- [Directions for this task]
Report every line below that contains the string "soccer", copying each such line in full.

- [Records to use]
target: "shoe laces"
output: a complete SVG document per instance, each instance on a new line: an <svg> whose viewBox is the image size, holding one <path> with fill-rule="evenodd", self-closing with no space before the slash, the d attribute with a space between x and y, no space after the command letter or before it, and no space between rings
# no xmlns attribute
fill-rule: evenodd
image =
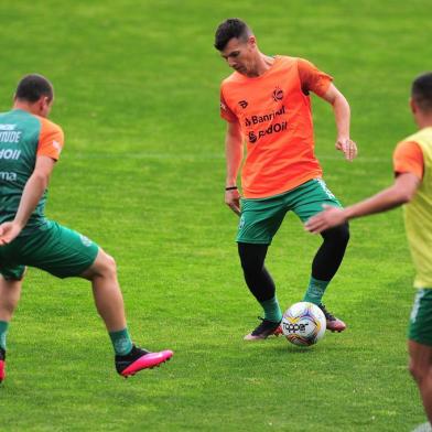
<svg viewBox="0 0 432 432"><path fill-rule="evenodd" d="M336 321L335 315L333 315L332 312L328 312L328 311L325 309L325 305L324 305L324 304L321 303L318 307L323 311L324 316L325 316L326 320L328 320L328 321Z"/></svg>

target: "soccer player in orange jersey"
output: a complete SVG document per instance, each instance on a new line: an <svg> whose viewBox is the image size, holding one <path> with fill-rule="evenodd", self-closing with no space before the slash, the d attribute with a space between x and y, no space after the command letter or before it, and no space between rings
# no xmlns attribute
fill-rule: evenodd
<svg viewBox="0 0 432 432"><path fill-rule="evenodd" d="M64 142L62 128L47 119L53 102L52 84L41 75L26 75L18 85L13 108L0 114L0 382L6 378L9 323L26 266L91 282L121 376L158 366L173 355L132 344L114 258L44 215L51 173Z"/></svg>
<svg viewBox="0 0 432 432"><path fill-rule="evenodd" d="M322 180L314 154L311 91L333 107L336 149L352 161L357 148L349 139L348 102L330 75L302 58L261 53L251 29L238 19L218 26L215 47L235 69L220 87L220 115L228 122L225 203L240 215L237 242L241 267L264 312L262 322L245 338L262 339L280 332L282 313L264 259L287 212L293 210L305 222L323 204L341 206ZM237 176L245 142L240 196ZM322 298L344 257L348 225L322 236L303 300L323 310L328 330L342 332L345 323L325 309Z"/></svg>

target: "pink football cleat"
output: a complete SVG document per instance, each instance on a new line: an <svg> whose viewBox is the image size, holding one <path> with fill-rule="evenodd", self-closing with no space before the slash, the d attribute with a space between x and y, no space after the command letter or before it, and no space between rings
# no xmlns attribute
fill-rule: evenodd
<svg viewBox="0 0 432 432"><path fill-rule="evenodd" d="M168 361L173 352L170 349L151 353L133 345L132 350L126 356L116 356L116 369L125 378L136 375L142 369L152 369Z"/></svg>
<svg viewBox="0 0 432 432"><path fill-rule="evenodd" d="M6 350L0 348L0 382L6 378Z"/></svg>

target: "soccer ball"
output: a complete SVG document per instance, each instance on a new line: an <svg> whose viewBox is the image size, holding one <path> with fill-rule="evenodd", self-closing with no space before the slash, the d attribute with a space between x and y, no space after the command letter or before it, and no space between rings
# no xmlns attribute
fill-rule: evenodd
<svg viewBox="0 0 432 432"><path fill-rule="evenodd" d="M326 327L323 311L313 303L300 302L287 310L282 332L294 345L310 346L324 337Z"/></svg>

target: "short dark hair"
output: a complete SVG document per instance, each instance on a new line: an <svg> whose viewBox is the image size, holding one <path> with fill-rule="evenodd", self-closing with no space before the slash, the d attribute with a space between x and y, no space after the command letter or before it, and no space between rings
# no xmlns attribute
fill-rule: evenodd
<svg viewBox="0 0 432 432"><path fill-rule="evenodd" d="M53 85L44 76L39 74L25 75L18 83L15 98L35 102L41 96L47 96L48 99L54 97Z"/></svg>
<svg viewBox="0 0 432 432"><path fill-rule="evenodd" d="M411 96L422 111L432 111L432 72L421 74L413 80Z"/></svg>
<svg viewBox="0 0 432 432"><path fill-rule="evenodd" d="M252 34L251 29L238 18L229 18L225 20L216 30L215 48L223 51L233 37L247 39Z"/></svg>

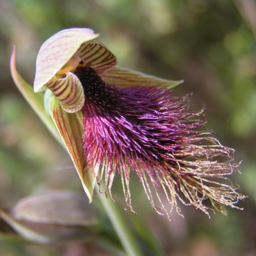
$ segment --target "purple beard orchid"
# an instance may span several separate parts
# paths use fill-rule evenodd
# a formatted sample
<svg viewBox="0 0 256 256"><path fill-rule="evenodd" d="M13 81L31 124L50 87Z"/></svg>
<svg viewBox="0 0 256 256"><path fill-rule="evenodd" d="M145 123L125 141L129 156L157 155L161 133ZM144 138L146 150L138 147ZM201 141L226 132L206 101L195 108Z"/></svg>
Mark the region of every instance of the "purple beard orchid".
<svg viewBox="0 0 256 256"><path fill-rule="evenodd" d="M90 201L104 175L105 193L113 198L118 173L133 211L129 182L134 172L159 214L170 216L173 207L179 212L177 199L207 214L207 198L224 214L224 205L237 207L244 196L226 177L237 170L233 150L200 131L206 122L203 111L189 108L189 96L173 95L172 88L182 81L116 67L104 45L88 42L98 36L83 28L53 35L40 49L34 84L35 92L48 89L47 111Z"/></svg>

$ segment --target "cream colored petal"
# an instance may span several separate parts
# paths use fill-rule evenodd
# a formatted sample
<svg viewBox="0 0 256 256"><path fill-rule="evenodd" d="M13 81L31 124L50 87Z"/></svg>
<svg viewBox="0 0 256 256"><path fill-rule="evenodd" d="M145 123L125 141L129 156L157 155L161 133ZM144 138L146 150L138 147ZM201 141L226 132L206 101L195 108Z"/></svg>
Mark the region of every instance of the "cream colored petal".
<svg viewBox="0 0 256 256"><path fill-rule="evenodd" d="M76 54L83 60L83 66L92 67L99 76L117 64L116 56L98 42L83 44Z"/></svg>
<svg viewBox="0 0 256 256"><path fill-rule="evenodd" d="M152 86L159 85L159 88L166 86L170 89L183 82L183 80L171 81L163 79L119 67L114 67L103 74L101 76L101 78L108 84L120 88L133 86Z"/></svg>
<svg viewBox="0 0 256 256"><path fill-rule="evenodd" d="M48 128L52 136L61 143L62 141L60 138L52 120L45 112L44 104L44 95L42 93L35 93L32 86L28 84L20 76L16 69L15 64L15 48L13 51L10 60L10 69L12 76L18 89L20 91L24 97L31 106L35 112Z"/></svg>
<svg viewBox="0 0 256 256"><path fill-rule="evenodd" d="M91 170L88 167L83 152L83 114L81 111L70 114L63 111L58 100L53 94L49 101L49 110L91 202L95 178L94 170Z"/></svg>
<svg viewBox="0 0 256 256"><path fill-rule="evenodd" d="M62 30L45 41L36 58L35 92L45 90L43 86L68 62L80 45L97 36L98 34L88 28L72 28Z"/></svg>
<svg viewBox="0 0 256 256"><path fill-rule="evenodd" d="M73 73L67 72L65 77L54 77L45 84L60 101L62 108L68 113L80 110L84 104L84 94L82 84Z"/></svg>

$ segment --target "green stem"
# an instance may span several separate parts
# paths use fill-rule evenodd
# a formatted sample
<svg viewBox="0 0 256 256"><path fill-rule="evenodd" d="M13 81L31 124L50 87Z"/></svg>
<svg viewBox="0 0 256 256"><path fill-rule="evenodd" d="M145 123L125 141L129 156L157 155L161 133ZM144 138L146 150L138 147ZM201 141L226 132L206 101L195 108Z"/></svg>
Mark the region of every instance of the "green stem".
<svg viewBox="0 0 256 256"><path fill-rule="evenodd" d="M112 225L118 236L128 256L143 256L144 254L134 238L134 235L124 217L124 214L116 203L108 198L105 194L102 194L99 189L95 189L101 204L112 223Z"/></svg>
<svg viewBox="0 0 256 256"><path fill-rule="evenodd" d="M52 119L45 112L43 96L40 93L35 93L32 88L22 79L17 71L15 56L15 49L13 49L10 66L12 75L16 85L24 95L27 101L30 104L32 108L41 118L52 134L67 149L60 137L59 132L57 131ZM99 189L95 190L99 194L101 203L105 208L106 212L120 239L127 256L143 256L143 253L117 204L115 204L112 200L108 199L105 195L100 194Z"/></svg>

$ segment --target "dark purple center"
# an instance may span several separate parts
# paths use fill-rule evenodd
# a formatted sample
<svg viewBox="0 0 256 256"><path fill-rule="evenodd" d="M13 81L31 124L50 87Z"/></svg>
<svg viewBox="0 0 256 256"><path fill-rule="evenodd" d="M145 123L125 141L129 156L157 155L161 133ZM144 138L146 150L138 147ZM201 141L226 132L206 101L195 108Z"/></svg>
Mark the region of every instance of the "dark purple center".
<svg viewBox="0 0 256 256"><path fill-rule="evenodd" d="M186 98L173 98L172 91L157 86L117 88L91 67L77 68L75 74L85 95L83 143L89 163L126 159L135 168L134 161L153 166L179 158L174 155L186 142L184 136L198 125L184 124L190 114Z"/></svg>

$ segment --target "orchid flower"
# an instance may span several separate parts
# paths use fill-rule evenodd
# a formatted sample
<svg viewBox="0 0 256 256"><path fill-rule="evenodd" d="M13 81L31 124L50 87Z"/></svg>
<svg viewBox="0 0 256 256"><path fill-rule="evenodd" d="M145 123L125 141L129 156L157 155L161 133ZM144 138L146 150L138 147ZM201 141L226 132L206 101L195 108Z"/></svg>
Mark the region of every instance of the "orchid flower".
<svg viewBox="0 0 256 256"><path fill-rule="evenodd" d="M104 176L105 193L113 198L118 173L133 211L129 184L134 172L159 214L170 216L173 207L179 212L177 199L206 214L207 198L223 214L224 205L237 207L244 196L226 177L237 170L233 150L202 131L204 110L191 110L189 95L173 96L172 88L182 81L117 67L107 47L89 42L98 36L90 29L73 28L51 36L39 51L34 83L35 92L47 90L47 111L90 202L95 182L100 184Z"/></svg>

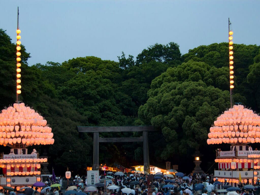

- [Exercise response]
target: "soccer player in orange jersey"
target: "soccer ball"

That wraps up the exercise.